The problem: Transcribe all records below exactly, without images.

[Region pointing data]
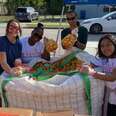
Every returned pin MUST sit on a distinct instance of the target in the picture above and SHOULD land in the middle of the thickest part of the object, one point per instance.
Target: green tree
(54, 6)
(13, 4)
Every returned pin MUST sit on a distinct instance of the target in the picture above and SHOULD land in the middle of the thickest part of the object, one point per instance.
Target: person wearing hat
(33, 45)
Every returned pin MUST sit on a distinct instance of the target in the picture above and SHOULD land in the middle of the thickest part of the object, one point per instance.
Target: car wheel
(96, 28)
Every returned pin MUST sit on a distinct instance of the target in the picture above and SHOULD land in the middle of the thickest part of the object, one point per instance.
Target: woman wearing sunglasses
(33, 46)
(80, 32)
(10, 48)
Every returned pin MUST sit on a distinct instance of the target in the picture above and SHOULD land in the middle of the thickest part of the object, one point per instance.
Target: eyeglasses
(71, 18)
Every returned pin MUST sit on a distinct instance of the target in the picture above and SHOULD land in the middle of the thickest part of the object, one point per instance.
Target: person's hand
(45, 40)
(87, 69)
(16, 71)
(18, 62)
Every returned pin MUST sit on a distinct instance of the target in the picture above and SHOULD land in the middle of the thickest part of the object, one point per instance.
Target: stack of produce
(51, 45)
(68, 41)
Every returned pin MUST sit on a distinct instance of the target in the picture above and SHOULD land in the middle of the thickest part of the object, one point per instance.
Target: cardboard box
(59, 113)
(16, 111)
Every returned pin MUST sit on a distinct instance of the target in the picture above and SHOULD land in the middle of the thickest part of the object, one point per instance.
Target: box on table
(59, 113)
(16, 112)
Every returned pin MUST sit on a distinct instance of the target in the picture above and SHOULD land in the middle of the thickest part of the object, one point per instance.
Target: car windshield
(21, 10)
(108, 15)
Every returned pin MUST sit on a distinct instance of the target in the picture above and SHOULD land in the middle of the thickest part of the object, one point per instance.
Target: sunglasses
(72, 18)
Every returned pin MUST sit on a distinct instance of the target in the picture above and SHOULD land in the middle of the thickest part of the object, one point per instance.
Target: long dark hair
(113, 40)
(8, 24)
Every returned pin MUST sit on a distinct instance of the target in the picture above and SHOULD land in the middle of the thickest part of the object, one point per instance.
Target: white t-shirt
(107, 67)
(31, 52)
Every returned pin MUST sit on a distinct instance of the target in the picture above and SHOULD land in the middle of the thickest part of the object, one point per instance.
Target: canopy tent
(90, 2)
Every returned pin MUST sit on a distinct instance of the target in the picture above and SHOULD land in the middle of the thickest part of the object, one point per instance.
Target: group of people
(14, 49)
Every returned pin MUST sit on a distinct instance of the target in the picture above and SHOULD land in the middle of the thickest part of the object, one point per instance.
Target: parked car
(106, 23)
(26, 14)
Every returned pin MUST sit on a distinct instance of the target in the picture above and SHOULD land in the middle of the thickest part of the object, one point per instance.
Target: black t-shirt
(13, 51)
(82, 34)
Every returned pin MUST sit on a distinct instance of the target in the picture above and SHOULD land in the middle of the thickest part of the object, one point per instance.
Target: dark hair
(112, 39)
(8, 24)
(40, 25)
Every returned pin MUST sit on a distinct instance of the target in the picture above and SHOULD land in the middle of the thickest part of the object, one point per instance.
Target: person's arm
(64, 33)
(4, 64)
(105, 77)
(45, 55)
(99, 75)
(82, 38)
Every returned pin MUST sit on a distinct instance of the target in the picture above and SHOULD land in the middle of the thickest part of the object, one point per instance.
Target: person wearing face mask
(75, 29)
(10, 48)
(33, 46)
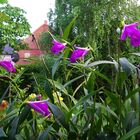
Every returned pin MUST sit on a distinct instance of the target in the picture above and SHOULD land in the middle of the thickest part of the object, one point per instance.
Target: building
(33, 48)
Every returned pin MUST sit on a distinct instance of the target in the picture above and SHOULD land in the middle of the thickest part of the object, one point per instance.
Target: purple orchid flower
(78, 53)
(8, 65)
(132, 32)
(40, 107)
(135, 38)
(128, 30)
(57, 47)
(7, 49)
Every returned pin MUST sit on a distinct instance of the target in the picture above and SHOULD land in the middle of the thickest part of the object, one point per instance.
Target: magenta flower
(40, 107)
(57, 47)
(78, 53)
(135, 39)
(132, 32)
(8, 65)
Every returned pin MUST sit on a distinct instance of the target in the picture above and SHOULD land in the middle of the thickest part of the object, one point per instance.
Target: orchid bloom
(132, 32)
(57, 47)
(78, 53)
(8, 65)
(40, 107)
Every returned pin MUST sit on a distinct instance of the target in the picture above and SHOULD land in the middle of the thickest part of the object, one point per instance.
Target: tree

Output of the exercise:
Every returned pin MUST sit on a distinct instance of the target in the picture above and SHOULD land in the middle of the thickest part of the object, one point per instance.
Target: green tree
(54, 6)
(13, 4)
Every returned pin MUST sit on a distinct instance of the target in the picture above and SHOULD land in the middle of the thickest part of the object, one point per instance.
Target: person wearing hat
(33, 45)
Every returned pin MUST sit on a distinct instance of the target in the picture above and SHOULD land in the middle of the thickest part of the object, one point per instance.
Target: car wheel
(96, 28)
Every returned pin MUST sit on a distinct instance of the target in the picture above and SHOULD land in the middle of the thickest part of the object, one point per instance.
Target: woman wearing sunglasses
(33, 46)
(80, 32)
(10, 48)
Every returned pin MUST sit on a distinct instance of the target in the picture above and SHOULD land in the middle of the thickest part of the object, one point per instance.
Target: eyeglasses
(71, 18)
Every returned pin MUST sit on a distinct instance of the target in the picture above and SHOULD land in the middle of the thickest part of the object, one point per instance.
Target: person's hand
(45, 40)
(87, 69)
(16, 71)
(18, 62)
Every returned pin MUST sit on a distinct instance of the target in the picture above and SHOULD land in the middle of the thickest part of the object, one point per instance.
Target: stack of produce
(51, 45)
(68, 41)
Every returned pin MUST sit on a distinct instance of the target in the picture above and SHOULD land in the middle of the thickest part of the object, one point per instance.
Target: cardboard box
(59, 113)
(16, 111)
Every returned pin MUST sit on a distinct instance of the target in the picture above and SHOULD land in the middle of the thickest part of the object, one point per instance.
Target: box on table
(59, 113)
(16, 112)
Every returned pin MUST sit on a distinct instance of the target in the picture above and SHOULD land in the middle of the thickest part of the object, one point per instance.
Target: car windshield
(21, 10)
(108, 15)
Every returned pin MUST sit on a distinct instance of the target in the picture above and SHOULD land in the middle of the thickest part of the object, one point per instance.
Target: sunglasses
(72, 18)
Every returned pin MUST sit on a distinct instance of the target in the picture above and SHOULD land in the middle of the thickest part of the object, one point per instance.
Target: long dark hair
(113, 40)
(8, 24)
Every returned pin MUST sit on a distinct instance of the target in the picture above and SHOULD land in the middle of the thickest part of the object, one point per instance.
Target: white t-shirt
(107, 67)
(31, 52)
Every returned pin MUST sit on a distinct instance of the target in the picture above and SHOULD land in the middle of the thickest part of the object, one point per instance.
Target: canopy tent
(90, 2)
Every returned pin MUST sit on a distinct instance of the target in the picture above and SHOULD land in the middle of the thickest part of the object, one point per instance.
Target: group of people
(14, 49)
Every returned pin MUST sit on a distinct instance of the target in the picture above and SHOULD land in the middle of the thickest part of the object, one point per instance.
Target: parked car
(106, 23)
(26, 14)
Every returned pin MUST sit on a distinct instance of the target in the picture above and SHOULD land in the middle of the thickest part of the object, one point per instance.
Target: black t-shirt
(13, 51)
(82, 34)
Every returned pin MUST sit on a distinct instance of the target in the picture above and SHOULD land in the middle of the thickest part of the object, one point per instance.
Target: dark hair
(112, 39)
(8, 24)
(40, 25)
Every returned pin MUST sit on a distinct instance of the target in the picture above and SHOULD land in the middle of the thickest part of the object, one point per instance.
Target: person's arm
(64, 33)
(4, 64)
(105, 77)
(45, 55)
(99, 75)
(82, 38)
Every returned pin MUST sit on a distinct instance of the target in the picture above and SHOULD land in the middle of the thickest part of the object, one point per instance.
Target: person wearing face mask
(75, 29)
(10, 48)
(33, 46)
Every returned pin MUST sit on a distinct instance of the target in the picture above and SHOULD land in the middle of the thickest part of the object, one point per instance.
Target: building
(33, 48)
Every returned pin MUST sit on a distinct instance of the target in the picture above and SHOULD land in the middle of the thickest part of the object, one point per instance.
Target: purple orchid flower
(78, 53)
(8, 65)
(132, 32)
(40, 107)
(135, 38)
(128, 30)
(57, 47)
(7, 49)
Every returned pin MUST sit on a distinct instance of the target in the picture above and SHOULD land in the middle of the thickest part of the object, one point per instance.
Target: magenta flower
(40, 107)
(57, 47)
(78, 53)
(135, 39)
(132, 32)
(8, 65)
Every returned pin MUST sit on a distinct instance of the target in the picture above and SHOULD land in the middle of the thickest part of the object, one point per instance.
Target: orchid bloom
(132, 32)
(57, 47)
(78, 53)
(8, 65)
(40, 107)
Every returned pin MUST sit on a distinct instance of the target in the picture above and SHOULD land in the middle of the thickest part of the object, one point per instance.
Target: tree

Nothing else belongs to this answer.